### Document

==============================

The emphasis in this week’s parsha on the clothing of the kohanim – the priests of Israel of the family of Aharon – raises the issue of “Jewish clothing” as practiced throughout the ages. The vestments of the kohanim were divinely ordained and their exact description undoubtedly contains within it realms of spirituality and service to God and man. These garments were meant to reflect “honor and glory” on those who wore them- and to the entire household of Israel. In fact, in Second Temple times, when there was no longer any remaining anointment oil that could be used to inaugurate the kohanim into the service in the Temple, the Talmud teaches us that donning the vestments of the priesthood was deemed to be sufficient to officially install them into their holy positions.
Thus, to a great extent, clothing made the person. As such, I feel that it is quite understandable that Jews always placed a great stress upon what clothing they wore and how they dressed. Naturally, the type and style of “Jewish clothing” varied in different ages and locations. The Jews of Persia and Iraq did not wear Polish fur trimmed hats nor did Polish Jews wear head scarves or turbans. The Jews of Amsterdam in the seventeenth and eighteenth century wore triangular cockaded hats and the Lithuanian rabbis of the nineteenth century wore gentlemanly tall silk top hats. But the common denominator to all of this is that, from the time of Moshe onwards, Jews attempted to dress distinctively, albeit always within the confines and influences of the surrounding general population.
“Jewish clothing” was always meant to be modest, neat and clean. It was to be an “honor and glory” to the wearer and the Jewish society. The Talmud speaks very strongly against Torah scholars who are somehow slovenly in the appearance of their clothing. Poverty was never allowed to be an excuse for stains or dirt on one’s garments. In the Temple, the used clothing of the kohanim was still considered to have an element of holiness to them even if they could no longer be worn. Wicks for the candelabra were fashioned from them.

==============================

### Exercise instructions
1) From the commentary on Jewish clothing, write out the passage starting with "The emphasis in" and going on through "their holy positions.".
2) Condense the paragraph of the commentary on Jewish clothing that begins "Thus, to a great extent" into a bulleted list that keeps its main facts.

==============================

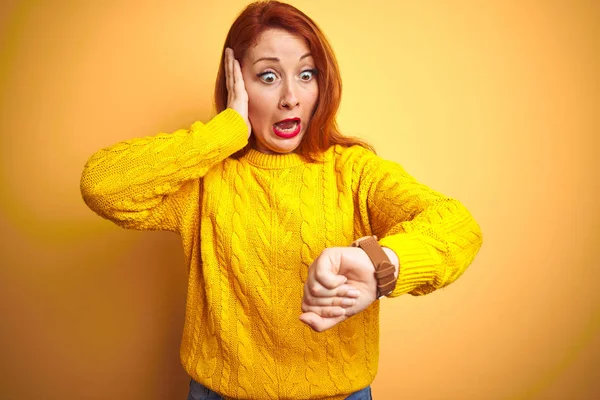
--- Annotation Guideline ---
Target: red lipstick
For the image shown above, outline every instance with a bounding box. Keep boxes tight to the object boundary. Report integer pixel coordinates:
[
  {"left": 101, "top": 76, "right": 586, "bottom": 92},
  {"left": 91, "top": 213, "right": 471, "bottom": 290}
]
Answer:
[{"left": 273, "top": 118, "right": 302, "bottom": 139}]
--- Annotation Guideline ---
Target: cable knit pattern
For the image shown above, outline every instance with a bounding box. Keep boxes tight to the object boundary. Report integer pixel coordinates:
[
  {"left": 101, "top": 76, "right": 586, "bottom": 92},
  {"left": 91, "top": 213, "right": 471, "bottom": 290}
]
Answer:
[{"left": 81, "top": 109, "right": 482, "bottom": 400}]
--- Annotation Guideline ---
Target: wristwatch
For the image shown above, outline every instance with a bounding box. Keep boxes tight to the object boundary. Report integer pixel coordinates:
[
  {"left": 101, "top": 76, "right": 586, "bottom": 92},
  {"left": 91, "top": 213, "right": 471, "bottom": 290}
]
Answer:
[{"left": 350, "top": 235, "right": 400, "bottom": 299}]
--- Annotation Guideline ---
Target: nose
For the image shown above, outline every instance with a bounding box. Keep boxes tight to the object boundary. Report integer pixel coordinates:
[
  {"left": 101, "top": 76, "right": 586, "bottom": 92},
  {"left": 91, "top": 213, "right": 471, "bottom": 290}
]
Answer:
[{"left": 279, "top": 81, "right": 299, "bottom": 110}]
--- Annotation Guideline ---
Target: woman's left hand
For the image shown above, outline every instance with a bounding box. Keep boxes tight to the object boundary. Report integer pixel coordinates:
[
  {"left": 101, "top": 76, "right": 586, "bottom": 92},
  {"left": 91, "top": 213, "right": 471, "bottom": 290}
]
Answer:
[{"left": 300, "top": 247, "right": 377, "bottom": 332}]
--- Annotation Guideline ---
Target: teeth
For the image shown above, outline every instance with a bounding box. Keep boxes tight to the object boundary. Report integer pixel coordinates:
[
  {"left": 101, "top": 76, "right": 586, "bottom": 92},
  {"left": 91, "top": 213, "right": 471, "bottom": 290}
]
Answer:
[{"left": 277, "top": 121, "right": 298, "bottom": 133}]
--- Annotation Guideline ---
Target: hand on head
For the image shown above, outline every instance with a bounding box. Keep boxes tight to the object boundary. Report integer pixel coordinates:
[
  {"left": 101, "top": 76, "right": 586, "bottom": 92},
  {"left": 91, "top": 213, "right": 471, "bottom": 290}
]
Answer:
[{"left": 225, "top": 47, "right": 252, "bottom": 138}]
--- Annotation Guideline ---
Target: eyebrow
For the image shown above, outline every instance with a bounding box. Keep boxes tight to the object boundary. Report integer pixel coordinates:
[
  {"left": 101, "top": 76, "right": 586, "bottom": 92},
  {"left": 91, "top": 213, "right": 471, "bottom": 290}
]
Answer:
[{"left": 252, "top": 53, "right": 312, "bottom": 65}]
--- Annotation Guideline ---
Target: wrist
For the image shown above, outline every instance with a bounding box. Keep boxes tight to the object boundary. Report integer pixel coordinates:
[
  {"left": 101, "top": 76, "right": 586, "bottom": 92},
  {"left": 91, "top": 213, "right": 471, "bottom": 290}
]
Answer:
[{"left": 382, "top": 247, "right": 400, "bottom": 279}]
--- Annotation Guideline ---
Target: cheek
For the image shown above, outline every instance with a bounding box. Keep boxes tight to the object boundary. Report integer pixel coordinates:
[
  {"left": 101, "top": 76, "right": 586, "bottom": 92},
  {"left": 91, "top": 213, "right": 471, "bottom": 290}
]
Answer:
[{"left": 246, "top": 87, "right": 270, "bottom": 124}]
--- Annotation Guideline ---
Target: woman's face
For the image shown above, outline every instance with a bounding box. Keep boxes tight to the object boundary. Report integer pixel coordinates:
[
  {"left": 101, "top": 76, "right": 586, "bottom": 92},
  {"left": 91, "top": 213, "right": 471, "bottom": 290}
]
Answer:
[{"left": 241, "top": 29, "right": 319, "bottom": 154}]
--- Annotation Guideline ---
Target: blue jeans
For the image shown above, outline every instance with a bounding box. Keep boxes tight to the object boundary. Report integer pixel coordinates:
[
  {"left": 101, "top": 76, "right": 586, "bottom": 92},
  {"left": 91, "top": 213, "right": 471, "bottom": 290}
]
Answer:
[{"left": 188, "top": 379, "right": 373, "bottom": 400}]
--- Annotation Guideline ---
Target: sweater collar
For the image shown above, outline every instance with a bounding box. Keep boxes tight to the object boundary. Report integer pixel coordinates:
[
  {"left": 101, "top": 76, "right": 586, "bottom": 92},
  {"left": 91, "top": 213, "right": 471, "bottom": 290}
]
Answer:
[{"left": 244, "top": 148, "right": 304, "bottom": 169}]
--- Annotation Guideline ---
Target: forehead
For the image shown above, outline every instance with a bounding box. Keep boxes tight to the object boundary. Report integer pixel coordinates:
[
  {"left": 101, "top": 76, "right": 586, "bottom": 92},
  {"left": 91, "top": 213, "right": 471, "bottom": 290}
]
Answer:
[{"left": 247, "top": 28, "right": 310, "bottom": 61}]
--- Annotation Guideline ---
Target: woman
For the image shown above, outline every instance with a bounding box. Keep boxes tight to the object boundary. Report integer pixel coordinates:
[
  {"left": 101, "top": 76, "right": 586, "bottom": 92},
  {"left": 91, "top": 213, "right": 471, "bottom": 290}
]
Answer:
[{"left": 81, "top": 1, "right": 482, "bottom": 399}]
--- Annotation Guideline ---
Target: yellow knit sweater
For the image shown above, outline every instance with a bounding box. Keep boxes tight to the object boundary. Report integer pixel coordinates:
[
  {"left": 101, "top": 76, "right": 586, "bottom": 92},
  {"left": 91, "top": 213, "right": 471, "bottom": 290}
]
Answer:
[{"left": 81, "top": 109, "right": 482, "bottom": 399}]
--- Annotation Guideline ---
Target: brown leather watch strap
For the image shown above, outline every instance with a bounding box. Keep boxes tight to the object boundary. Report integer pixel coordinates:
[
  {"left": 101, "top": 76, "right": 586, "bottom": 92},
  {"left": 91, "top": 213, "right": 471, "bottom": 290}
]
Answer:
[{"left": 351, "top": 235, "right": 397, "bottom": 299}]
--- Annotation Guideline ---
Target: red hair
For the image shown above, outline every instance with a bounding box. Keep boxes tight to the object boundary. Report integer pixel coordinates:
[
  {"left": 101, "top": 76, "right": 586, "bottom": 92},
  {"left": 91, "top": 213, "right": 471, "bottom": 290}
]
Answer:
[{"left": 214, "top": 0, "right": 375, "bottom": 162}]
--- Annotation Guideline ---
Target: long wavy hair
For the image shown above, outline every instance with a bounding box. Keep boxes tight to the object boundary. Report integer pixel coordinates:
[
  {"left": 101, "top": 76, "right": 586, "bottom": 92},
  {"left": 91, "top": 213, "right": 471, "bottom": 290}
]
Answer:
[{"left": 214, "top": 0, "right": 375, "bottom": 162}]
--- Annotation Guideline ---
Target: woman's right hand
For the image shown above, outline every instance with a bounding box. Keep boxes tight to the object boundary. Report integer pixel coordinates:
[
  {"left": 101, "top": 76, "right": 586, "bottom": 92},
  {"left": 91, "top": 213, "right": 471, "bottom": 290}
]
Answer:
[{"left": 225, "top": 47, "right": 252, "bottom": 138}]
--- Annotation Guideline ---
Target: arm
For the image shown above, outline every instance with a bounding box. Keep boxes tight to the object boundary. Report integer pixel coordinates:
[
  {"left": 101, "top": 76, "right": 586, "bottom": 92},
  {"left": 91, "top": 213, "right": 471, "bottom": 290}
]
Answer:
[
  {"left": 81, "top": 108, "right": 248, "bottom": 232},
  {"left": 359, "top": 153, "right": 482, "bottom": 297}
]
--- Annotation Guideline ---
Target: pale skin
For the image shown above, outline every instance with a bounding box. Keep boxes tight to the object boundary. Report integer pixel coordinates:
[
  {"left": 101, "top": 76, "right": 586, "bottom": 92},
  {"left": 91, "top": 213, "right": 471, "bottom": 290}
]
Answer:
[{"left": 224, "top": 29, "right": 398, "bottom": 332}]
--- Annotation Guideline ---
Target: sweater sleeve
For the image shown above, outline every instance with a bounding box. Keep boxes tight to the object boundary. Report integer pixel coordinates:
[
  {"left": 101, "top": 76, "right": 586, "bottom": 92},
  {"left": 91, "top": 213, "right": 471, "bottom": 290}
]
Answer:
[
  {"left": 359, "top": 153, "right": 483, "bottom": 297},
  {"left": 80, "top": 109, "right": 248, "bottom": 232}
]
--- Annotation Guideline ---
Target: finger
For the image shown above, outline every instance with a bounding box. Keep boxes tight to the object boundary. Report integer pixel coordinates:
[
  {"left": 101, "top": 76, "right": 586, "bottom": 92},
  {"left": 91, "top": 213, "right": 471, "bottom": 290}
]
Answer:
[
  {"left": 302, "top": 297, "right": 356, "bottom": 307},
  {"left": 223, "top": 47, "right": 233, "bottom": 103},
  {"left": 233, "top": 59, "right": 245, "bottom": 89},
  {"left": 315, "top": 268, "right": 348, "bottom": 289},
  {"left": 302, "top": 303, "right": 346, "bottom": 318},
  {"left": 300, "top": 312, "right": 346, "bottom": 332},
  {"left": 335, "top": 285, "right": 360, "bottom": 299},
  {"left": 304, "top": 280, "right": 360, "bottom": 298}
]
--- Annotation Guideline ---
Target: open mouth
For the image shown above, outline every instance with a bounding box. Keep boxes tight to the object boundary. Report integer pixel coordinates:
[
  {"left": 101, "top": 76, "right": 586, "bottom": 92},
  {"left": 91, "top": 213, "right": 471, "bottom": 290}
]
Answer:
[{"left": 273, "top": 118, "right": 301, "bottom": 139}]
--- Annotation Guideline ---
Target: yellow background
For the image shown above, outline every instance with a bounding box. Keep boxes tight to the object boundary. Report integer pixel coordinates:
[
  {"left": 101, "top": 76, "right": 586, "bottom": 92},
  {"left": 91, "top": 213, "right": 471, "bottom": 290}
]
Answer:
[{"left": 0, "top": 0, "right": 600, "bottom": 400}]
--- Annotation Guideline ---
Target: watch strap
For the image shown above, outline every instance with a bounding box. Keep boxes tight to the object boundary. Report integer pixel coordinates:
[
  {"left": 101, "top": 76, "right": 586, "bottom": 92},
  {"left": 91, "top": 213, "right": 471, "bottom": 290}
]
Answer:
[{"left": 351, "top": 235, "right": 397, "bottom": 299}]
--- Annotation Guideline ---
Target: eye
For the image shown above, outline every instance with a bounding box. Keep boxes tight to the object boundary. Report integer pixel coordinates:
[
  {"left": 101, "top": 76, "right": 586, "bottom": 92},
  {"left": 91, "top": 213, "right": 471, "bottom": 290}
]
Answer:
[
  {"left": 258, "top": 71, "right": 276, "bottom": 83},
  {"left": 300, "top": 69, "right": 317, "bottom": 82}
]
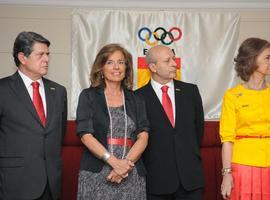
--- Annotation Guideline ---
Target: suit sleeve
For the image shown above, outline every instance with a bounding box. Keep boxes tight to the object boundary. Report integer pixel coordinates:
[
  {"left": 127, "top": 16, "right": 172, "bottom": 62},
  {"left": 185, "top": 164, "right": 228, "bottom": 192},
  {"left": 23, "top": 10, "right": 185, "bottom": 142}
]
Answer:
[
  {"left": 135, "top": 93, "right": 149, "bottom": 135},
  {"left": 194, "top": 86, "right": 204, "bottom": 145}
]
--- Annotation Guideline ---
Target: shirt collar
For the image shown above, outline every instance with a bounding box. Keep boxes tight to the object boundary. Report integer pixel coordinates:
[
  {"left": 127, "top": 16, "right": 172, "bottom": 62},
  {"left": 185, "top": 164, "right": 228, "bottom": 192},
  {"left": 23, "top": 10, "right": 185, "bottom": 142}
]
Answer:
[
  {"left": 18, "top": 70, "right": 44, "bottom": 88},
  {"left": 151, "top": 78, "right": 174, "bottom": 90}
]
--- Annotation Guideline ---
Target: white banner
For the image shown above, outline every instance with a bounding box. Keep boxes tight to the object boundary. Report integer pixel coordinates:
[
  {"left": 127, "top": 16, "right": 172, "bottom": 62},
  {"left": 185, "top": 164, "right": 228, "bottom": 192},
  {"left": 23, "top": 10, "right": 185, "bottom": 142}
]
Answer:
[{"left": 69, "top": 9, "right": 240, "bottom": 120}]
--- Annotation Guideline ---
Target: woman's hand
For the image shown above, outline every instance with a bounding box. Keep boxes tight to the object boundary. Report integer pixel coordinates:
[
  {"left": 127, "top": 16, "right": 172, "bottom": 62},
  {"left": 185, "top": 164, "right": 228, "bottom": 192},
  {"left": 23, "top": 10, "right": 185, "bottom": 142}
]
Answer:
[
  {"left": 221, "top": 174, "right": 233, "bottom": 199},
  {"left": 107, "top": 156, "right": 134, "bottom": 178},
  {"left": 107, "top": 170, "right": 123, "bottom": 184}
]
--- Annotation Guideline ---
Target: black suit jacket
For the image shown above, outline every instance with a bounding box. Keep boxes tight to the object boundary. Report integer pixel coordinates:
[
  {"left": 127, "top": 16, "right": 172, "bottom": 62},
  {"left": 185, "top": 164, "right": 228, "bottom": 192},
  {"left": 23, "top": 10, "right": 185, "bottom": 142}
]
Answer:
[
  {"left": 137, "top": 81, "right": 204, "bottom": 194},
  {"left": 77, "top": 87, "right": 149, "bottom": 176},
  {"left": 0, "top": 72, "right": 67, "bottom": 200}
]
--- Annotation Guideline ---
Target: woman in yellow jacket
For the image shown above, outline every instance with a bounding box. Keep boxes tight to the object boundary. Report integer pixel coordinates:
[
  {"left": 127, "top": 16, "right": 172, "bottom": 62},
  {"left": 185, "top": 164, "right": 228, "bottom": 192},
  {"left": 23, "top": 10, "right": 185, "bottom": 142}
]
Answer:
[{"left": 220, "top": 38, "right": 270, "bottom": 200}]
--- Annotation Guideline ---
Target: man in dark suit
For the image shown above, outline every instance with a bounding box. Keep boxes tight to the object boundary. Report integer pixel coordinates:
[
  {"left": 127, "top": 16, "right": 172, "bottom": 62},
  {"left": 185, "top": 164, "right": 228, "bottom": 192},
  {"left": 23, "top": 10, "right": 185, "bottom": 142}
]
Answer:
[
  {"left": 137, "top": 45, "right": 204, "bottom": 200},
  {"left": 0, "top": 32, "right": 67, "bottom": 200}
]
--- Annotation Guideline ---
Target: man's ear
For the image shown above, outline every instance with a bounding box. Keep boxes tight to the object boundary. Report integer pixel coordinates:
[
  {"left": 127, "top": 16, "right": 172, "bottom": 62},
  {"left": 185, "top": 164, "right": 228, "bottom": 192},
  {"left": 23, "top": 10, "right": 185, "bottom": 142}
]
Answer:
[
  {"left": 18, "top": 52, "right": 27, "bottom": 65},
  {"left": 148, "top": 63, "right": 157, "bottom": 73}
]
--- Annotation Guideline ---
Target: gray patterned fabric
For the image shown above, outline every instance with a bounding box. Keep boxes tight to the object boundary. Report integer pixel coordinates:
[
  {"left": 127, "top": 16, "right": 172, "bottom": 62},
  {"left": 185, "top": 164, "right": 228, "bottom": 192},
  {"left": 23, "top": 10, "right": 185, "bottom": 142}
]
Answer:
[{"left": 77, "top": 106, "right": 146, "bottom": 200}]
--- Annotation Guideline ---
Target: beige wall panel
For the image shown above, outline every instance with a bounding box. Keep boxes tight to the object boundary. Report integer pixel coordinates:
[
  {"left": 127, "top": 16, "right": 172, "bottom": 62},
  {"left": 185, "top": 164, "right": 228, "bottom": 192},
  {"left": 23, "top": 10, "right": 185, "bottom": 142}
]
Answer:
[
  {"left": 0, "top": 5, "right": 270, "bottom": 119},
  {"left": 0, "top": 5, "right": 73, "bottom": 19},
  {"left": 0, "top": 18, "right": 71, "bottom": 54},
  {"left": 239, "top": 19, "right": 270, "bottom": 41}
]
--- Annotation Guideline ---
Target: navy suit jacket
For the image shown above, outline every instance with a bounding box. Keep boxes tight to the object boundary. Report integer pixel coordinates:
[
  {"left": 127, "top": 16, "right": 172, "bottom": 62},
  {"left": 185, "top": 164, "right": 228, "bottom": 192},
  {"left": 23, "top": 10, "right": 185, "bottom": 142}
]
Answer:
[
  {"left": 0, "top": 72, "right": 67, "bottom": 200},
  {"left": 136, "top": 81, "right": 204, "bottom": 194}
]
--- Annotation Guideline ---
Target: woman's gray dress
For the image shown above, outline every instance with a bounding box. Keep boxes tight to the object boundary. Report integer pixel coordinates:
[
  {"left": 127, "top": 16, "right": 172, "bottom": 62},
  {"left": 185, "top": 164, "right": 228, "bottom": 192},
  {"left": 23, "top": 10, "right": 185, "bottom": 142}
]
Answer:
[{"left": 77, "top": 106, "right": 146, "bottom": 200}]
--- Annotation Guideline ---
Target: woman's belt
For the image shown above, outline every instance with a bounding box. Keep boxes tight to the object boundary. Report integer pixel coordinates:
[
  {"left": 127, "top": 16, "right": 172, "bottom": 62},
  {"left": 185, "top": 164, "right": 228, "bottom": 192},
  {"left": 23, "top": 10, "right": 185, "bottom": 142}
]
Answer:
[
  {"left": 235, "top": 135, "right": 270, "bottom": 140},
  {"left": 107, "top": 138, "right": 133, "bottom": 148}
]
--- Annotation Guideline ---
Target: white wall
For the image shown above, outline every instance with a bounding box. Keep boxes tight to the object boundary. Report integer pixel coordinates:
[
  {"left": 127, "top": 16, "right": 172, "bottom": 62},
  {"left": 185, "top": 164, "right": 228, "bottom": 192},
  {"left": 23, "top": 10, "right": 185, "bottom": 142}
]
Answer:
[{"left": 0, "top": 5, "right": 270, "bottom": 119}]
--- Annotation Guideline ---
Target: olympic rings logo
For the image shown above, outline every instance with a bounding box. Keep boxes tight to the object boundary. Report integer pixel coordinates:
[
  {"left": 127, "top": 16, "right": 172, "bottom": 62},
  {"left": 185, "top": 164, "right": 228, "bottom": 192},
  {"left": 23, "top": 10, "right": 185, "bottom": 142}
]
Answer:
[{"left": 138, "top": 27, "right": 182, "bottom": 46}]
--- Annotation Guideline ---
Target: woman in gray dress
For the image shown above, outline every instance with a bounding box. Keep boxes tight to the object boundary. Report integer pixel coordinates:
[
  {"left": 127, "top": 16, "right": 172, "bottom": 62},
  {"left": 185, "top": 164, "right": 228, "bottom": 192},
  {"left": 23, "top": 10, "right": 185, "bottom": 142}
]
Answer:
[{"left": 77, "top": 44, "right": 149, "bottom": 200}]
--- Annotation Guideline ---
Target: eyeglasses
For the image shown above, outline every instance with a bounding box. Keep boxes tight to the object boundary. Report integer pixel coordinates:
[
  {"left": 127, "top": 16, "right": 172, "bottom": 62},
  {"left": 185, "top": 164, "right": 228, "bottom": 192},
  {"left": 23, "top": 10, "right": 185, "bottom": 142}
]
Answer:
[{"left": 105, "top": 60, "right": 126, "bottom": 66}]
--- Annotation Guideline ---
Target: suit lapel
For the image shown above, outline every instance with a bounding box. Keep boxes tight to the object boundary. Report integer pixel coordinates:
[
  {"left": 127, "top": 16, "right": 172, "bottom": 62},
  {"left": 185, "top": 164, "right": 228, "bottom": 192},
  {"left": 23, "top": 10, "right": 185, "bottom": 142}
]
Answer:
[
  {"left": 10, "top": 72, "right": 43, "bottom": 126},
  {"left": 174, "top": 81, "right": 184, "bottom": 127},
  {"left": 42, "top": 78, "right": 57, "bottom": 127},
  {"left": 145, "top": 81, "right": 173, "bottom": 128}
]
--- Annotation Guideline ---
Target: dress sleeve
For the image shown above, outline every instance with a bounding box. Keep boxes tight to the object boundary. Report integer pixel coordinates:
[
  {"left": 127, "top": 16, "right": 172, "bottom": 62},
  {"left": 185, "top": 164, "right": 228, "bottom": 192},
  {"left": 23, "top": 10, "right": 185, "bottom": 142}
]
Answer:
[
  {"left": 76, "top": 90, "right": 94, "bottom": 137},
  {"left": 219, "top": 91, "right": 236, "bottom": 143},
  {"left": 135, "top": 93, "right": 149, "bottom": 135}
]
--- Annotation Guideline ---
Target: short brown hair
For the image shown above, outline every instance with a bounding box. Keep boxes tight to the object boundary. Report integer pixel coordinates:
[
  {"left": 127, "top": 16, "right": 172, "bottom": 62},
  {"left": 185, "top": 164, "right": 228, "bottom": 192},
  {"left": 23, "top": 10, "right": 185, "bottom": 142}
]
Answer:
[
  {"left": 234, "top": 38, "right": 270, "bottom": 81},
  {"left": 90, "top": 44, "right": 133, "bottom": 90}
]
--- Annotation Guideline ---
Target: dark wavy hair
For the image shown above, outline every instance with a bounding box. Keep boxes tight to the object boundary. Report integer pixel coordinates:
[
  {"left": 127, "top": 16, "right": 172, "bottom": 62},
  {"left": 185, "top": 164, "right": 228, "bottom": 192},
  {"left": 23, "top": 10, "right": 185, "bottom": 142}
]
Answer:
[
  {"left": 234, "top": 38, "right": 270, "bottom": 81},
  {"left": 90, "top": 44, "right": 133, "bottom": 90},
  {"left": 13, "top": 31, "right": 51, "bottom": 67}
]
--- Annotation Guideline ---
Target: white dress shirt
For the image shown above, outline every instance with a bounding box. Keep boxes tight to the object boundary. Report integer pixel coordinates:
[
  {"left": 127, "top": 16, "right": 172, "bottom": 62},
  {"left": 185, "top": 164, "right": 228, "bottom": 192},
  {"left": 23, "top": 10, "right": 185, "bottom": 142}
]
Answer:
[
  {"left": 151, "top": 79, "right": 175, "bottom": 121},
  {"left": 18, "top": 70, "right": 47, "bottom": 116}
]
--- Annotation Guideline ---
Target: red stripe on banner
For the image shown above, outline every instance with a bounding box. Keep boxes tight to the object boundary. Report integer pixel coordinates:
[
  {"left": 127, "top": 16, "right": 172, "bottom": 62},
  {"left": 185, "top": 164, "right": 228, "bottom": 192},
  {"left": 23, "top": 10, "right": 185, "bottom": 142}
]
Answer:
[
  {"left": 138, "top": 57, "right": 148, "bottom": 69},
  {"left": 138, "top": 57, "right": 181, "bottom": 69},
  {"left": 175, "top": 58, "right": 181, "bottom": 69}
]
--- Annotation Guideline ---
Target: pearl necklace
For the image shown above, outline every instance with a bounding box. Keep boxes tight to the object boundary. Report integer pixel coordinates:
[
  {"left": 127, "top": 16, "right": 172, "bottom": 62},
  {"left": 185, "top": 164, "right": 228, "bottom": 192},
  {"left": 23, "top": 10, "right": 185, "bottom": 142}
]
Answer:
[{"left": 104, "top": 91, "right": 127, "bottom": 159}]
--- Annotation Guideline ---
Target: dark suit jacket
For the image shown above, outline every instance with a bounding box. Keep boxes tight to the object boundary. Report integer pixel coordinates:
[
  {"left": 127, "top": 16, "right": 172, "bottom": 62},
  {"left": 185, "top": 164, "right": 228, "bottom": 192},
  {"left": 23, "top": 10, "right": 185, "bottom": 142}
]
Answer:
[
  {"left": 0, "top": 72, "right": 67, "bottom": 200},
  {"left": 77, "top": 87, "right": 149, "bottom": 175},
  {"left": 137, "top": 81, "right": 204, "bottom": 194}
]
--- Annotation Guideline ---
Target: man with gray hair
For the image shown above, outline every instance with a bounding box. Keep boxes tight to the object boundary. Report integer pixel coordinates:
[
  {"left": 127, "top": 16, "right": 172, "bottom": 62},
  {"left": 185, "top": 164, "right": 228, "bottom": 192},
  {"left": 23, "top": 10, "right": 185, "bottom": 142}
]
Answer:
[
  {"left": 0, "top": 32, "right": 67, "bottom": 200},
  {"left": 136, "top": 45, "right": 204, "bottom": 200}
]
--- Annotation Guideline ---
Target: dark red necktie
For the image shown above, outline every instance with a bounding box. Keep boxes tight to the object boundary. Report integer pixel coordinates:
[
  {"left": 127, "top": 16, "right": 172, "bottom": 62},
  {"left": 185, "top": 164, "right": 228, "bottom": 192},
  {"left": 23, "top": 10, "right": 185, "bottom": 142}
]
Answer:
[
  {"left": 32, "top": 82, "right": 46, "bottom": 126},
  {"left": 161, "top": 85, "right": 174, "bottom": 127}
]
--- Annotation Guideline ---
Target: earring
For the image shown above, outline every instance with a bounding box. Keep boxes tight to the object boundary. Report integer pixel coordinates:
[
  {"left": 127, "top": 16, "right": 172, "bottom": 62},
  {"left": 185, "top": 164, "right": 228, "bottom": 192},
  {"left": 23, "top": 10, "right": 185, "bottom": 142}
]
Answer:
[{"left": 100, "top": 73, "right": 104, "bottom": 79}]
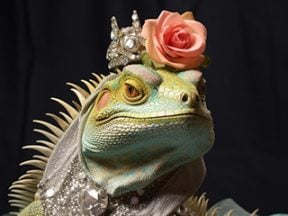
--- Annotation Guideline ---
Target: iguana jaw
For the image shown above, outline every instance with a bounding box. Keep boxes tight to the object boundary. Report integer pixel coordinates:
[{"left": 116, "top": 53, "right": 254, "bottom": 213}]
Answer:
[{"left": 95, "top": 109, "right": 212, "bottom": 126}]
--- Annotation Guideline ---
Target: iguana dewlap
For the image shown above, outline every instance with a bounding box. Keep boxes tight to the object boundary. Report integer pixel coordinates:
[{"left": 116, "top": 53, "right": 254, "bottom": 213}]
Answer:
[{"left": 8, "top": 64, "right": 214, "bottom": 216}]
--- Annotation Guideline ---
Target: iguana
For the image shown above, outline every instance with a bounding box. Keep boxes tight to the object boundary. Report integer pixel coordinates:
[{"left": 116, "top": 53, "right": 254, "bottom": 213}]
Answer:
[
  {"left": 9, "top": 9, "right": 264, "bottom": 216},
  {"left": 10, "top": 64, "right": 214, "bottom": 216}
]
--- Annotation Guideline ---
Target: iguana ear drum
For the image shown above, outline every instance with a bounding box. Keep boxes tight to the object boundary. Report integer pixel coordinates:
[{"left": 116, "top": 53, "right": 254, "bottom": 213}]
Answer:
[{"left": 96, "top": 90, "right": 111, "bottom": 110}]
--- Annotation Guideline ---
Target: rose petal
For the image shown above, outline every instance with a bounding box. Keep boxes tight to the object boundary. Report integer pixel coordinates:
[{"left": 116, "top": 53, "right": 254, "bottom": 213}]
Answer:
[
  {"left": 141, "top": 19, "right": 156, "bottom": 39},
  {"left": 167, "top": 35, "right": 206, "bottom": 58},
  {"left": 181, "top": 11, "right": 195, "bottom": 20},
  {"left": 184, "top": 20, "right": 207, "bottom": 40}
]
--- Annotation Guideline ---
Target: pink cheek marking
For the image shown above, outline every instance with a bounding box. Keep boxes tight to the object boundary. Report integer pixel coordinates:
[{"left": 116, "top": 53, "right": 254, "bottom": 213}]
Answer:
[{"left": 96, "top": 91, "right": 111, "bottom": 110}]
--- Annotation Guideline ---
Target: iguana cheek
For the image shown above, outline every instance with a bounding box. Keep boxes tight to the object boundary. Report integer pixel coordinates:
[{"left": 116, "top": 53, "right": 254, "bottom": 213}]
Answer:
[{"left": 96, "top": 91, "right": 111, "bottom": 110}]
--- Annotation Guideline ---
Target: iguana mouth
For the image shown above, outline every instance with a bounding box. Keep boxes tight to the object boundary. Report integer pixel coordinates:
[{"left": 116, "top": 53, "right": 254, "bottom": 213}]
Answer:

==============================

### Answers below
1)
The emphasis in this week’s parsha on the clothing of the kohanim – the priests of Israel of the family of Aharon – raises the issue of “Jewish clothing” as practiced throughout the ages. The vestments of the kohanim were divinely ordained and their exact description undoubtedly contains within it realms of spirituality and service to God and man. These garments were meant to reflect “honor and glory” on those who wore them- and to the entire household of Israel. In fact, in Second Temple times, when there was no longer any remaining anointment oil that could be used to inaugurate the kohanim into the service in the Temple, the Talmud teaches us that donning the vestments of the priesthood was deemed to be sufficient to officially install them into their holy positions.

2)
- Clothing largely made the person, so it is understandable that Jews always placed great stress on what they wore and how they dressed.
- The type and style of Jewish clothing varied by age and location. Jews of Persia and Iraq did not wear Polish fur-trimmed hats, and Polish Jews did not wear head scarves or turbans.
- In the seventeenth and eighteenth centuries, Jews of Amsterdam wore triangular cockaded hats. In the nineteenth century, Lithuanian rabbis wore tall silk top hats.
- The common thread is that from the time of Moshe onward, Jews tried to dress distinctively, always within the limits and influences of the surrounding population.